### Parts of the exercise
[1] Summarize the background passage in two sentences.
[2] Reproduce the background passage word for word, everything from "Background to the" down to "by faecal bacteria.".
[3] According to the background passage, what most often causes urinary tract infection?

Provided passage START

Background to the Study
OH-STAR, the One Health Selection and Transmission of Antimicrobial Resistance project
Without antimicrobial drugs, the risk of bacterial infection would render many common medical procedures too dangerous to contemplate because of the risk of infections caused by opportunistic bacteria. These bacteria can live on a patient's skin or in their intestines, causing infection when bacteria get into parts of the body that are normally sterile. A perfect example is urinary tract infection (UTI) which is most often caused by faecal bacteria.
E. coli is particularly abundant in human faeces so is perfectly placed to cause opportunistic infections. It is one of the most common causes of healthcare pneumonia, surgical site infection, bloodstream infection and UTI in the UK. In order to prevent and treat opportunistic infections, patients are often given antimicrobials. Almost all antimicrobials are antibiotics, derived from natural chemicals produced by microbes found in the environment.
Natural antibiotics have been present in the environment for millions of years, and so bacteria living in their presence have had time to evolve mechanisms that can resist their actions, encoded by resistance genes. Opportunistic bacteria like E. coli can randomly acquire these pre-evolved resistance genes and in a single step, they become insusceptible to a particular antimicrobial. If that insusceptible E. coli colonises a person and then causes an opportunistic infection, the infection will not be treatable with that particular antimicrobial. These antimicrobial resistant (AMR) bacteria don't just resist clinical antimicrobial therapy, they beat it.

Provided passage END
Data extract START

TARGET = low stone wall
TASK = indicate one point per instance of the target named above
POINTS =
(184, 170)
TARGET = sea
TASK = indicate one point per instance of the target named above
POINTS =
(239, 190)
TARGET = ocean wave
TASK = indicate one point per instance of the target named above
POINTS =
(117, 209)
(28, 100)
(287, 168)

Data extract END
Data extract START

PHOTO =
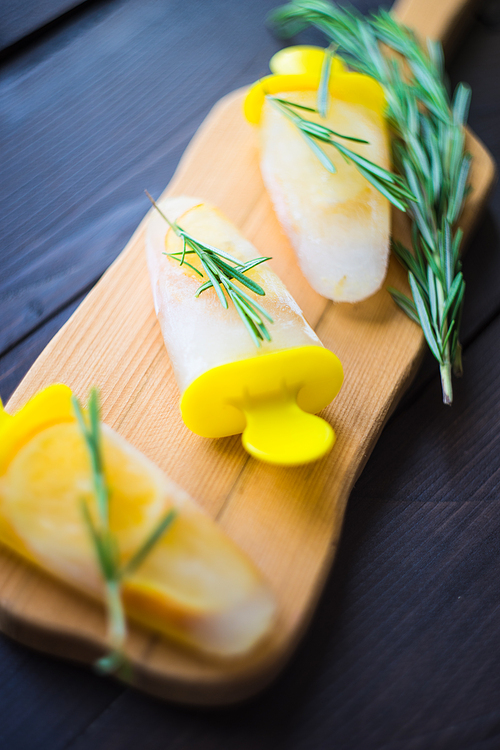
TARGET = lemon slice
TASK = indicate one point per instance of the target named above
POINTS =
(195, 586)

Data extract END
Data extract START

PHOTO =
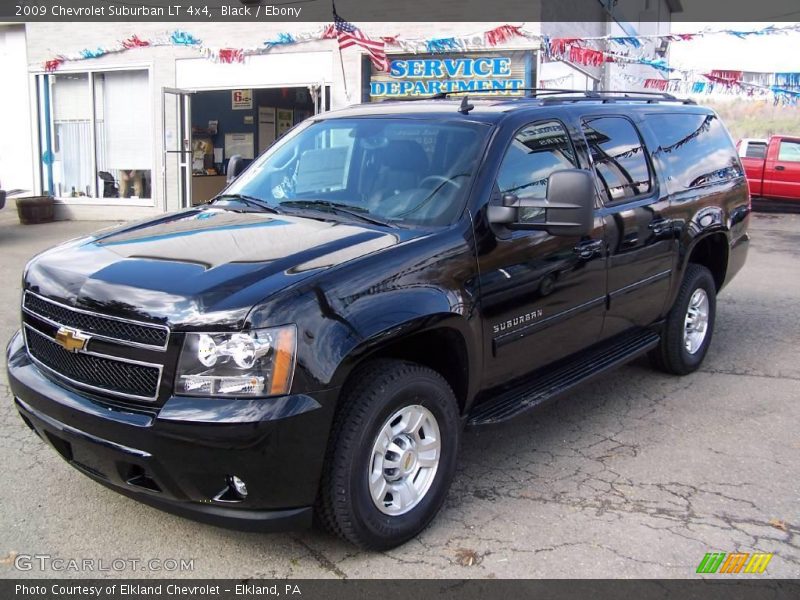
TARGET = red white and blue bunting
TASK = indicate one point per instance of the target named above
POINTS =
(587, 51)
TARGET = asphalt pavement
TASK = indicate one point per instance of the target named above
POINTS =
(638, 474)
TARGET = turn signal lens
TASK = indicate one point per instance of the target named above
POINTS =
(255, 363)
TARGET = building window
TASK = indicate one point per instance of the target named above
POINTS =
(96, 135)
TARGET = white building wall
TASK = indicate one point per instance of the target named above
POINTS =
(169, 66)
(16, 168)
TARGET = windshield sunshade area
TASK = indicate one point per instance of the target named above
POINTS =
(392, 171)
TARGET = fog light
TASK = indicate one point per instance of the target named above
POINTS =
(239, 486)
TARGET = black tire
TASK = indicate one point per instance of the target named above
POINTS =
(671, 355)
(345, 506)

Data extract END

### Solutions to the exercise
[1] Opportunistic bacteria such as E. coli, which is abundant in human faeces, can cause infections like UTI when they reach normally sterile parts of the body, so patients are often given antimicrobials, almost all of which are antibiotics derived from natural chemicals made by environmental microbes. Because bacteria have long evolved resistance genes against natural antibiotics, E. coli can acquire these genes in a single step and become insusceptible, leaving any infection it causes untreatable with that antimicrobial.

[2]
Background to the Study
OH-STAR, the One Health Selection and Transmission of Antimicrobial Resistance project
Without antimicrobial drugs, the risk of bacterial infection would render many common medical procedures too dangerous to contemplate because of the risk of infections caused by opportunistic bacteria. These bacteria can live on a patient's skin or in their intestines, causing infection when bacteria get into parts of the body that are normally sterile. A perfect example is urinary tract infection (UTI) which is most often caused by faecal bacteria.

[3] Faecal bacteria.